** Kutipan Teks **
Di Negeri Gawai saya menempuh perjalanan yang jauh lebih rumit untuk menemukan media daring Fortune Indonesia daripada Neil Amstrong menjejakkan kaki di bulan. Terlebih bila saya disergap dengan pertanyaan tentang versi cetak Majalah Fortune Indonesia dari media ini–kios-kios majalah di tepi jalan atau sudut-sudut ruang publik telah menghilang. Saban ke toko buku modern, perjalanan menuju rak majalah sejak berbilang tahun tak pernah menjadi prioritas lagi.
Di Negeri Gawai
Di Negeri Gawai saya cukup ribet dan terdistraksi untuk tiba pada media daring ini. Berbeda tatkala Neil Amstrong menjejak untuk tiba di bulan. Ketika terjadi musibah terbakarnnya Apollo 1, sebagai misal, Mas Amstrong telah berstatus astronaut. Usai sebuah acara di Washington, D.C. ia bersama kawan-kawannya diberi tahu tentang peristiwa itu. Mereka melewati malam itu bersama, mempercakapkan segalanya tentang apa yang terjadi.

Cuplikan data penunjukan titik
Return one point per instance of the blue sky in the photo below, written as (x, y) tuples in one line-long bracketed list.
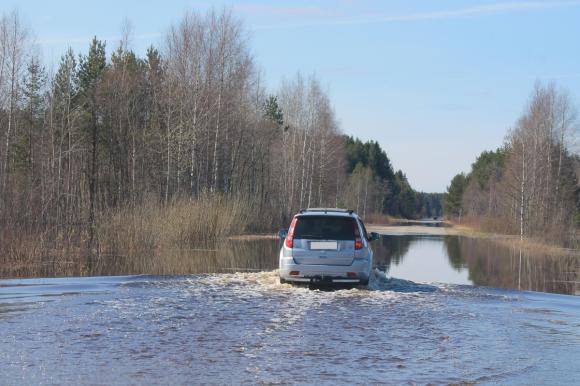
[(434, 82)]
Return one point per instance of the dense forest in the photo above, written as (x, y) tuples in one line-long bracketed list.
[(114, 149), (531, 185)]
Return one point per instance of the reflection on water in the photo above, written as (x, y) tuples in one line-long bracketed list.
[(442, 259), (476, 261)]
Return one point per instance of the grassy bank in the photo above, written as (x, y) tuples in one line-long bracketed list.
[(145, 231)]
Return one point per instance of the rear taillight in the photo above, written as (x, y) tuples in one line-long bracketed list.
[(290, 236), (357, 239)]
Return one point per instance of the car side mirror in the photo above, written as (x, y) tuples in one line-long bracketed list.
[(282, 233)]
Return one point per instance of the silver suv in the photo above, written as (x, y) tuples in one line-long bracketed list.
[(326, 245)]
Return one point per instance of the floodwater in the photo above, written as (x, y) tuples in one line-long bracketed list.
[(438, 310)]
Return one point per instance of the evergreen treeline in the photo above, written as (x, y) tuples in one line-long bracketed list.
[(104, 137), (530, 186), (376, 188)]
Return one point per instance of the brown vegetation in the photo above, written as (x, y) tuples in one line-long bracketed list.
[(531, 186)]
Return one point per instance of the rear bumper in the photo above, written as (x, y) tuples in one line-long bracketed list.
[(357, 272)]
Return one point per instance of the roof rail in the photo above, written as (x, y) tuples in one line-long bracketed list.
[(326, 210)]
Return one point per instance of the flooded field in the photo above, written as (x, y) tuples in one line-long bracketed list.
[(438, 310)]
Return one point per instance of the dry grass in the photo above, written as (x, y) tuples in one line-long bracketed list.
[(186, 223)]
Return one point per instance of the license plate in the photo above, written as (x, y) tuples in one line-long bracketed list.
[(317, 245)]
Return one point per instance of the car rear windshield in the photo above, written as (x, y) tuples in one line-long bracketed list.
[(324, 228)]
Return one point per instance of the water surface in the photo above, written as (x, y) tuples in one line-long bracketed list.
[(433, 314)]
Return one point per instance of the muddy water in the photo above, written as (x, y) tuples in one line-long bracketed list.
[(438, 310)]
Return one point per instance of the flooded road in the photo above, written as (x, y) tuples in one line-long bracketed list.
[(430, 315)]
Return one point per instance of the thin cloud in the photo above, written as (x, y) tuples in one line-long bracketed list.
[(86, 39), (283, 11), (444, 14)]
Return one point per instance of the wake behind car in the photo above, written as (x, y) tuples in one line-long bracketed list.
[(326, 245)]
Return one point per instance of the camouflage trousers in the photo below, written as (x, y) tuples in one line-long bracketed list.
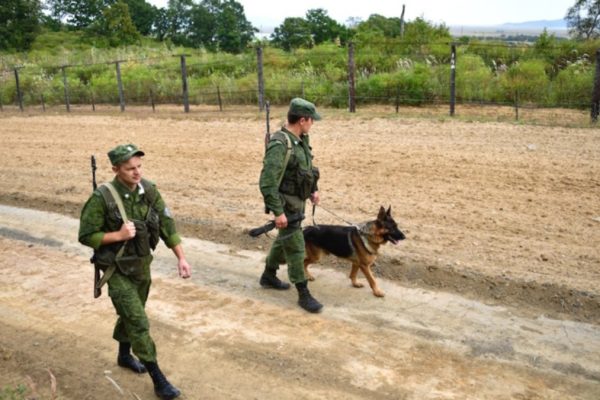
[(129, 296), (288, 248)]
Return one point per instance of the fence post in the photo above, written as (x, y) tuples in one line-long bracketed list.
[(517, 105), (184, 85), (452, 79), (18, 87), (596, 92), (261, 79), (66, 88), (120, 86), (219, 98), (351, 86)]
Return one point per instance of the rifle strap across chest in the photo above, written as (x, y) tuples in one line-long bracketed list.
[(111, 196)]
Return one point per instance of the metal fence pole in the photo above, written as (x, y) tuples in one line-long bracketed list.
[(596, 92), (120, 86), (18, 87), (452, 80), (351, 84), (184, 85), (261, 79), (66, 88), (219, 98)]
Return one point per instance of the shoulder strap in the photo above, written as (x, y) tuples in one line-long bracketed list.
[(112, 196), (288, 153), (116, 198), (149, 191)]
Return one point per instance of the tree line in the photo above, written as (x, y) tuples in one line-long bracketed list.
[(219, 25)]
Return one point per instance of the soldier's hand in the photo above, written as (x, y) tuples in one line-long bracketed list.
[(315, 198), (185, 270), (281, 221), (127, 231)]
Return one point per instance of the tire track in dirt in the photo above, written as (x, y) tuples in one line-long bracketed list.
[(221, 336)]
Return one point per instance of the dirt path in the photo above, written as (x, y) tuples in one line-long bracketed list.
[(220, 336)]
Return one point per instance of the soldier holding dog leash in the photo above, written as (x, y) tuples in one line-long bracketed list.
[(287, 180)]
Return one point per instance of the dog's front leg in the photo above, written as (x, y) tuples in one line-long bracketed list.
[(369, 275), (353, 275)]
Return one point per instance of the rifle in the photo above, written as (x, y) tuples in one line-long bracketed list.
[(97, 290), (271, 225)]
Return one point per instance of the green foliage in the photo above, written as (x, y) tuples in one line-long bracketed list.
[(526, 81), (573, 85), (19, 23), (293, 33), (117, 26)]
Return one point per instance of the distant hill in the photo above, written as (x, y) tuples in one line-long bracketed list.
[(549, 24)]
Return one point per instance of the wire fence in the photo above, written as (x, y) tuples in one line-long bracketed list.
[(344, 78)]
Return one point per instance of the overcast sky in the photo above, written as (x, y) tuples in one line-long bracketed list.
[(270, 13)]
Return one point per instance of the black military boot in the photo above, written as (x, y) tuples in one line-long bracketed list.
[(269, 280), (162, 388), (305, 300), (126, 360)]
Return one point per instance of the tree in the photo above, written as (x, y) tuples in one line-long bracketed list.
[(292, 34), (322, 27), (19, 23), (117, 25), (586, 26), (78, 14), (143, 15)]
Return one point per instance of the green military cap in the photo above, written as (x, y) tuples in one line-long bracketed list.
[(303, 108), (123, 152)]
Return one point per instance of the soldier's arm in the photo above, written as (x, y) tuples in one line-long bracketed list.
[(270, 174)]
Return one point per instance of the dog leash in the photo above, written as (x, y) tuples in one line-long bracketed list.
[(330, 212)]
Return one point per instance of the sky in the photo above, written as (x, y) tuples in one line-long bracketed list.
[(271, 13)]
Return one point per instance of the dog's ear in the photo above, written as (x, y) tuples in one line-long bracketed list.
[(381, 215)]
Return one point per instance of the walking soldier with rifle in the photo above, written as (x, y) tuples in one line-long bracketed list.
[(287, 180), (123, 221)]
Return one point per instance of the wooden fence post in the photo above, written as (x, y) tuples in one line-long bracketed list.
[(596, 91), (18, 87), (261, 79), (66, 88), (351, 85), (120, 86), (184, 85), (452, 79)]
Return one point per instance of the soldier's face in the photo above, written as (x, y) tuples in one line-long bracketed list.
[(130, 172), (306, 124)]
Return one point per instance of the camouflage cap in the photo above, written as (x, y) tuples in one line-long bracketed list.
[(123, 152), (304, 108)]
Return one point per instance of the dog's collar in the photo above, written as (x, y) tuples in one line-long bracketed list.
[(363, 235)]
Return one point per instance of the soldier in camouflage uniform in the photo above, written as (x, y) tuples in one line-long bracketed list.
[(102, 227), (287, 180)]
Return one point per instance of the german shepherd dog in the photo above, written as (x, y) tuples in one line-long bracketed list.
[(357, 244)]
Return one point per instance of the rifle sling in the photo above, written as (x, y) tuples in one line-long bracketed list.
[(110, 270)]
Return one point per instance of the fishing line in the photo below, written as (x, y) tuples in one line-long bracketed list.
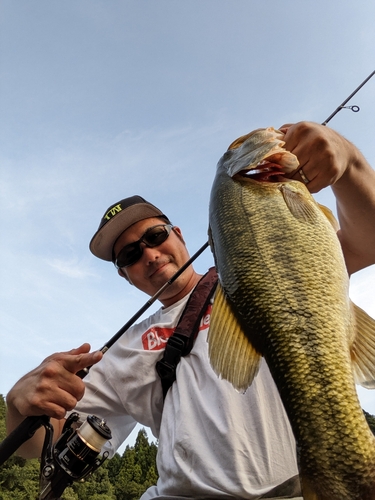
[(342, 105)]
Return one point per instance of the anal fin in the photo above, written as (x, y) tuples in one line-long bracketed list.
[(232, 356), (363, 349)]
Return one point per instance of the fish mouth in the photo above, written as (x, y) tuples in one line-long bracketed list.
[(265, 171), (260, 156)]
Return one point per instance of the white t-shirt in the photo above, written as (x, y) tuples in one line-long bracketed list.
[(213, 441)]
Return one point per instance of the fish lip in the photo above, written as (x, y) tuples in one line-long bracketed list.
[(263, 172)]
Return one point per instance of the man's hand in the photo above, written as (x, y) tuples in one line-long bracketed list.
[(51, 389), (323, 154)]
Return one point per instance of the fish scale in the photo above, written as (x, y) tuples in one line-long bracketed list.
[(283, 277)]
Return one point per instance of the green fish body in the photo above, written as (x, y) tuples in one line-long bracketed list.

** Tugas **
A. Menurut kutipan teks, mengapa penulis makin kesulitan bila ditanya soal versi cetak Majalah Fortune Indonesia? Jawab dalam satu sampai tiga kalimat.
B. Perbarui entri mulai dari baris yang memuat "Return one point per instance of the soldier holding" sampai baris yang memuat "[(369, 275), (353, 275)]", termasuk kedua baris itu, dengan mengganti "front leg" menjadi "front paw" tanpa mengubah bagian lain. Tuliskan ulang hanya baris-baris tersebut.

** Jawaban **
A. Kios-kios majalah di tepi jalan dan di sudut-sudut ruang publik telah menghilang.

B.
Return one point per instance of the soldier holding dog leash in the photo above, written as (x, y) tuples in one line-long bracketed list.
[(287, 180)]
Return one point per instance of the dog's front paw in the photo above, written as (x, y) tuples in one line-long bracketed list.
[(369, 275), (353, 275)]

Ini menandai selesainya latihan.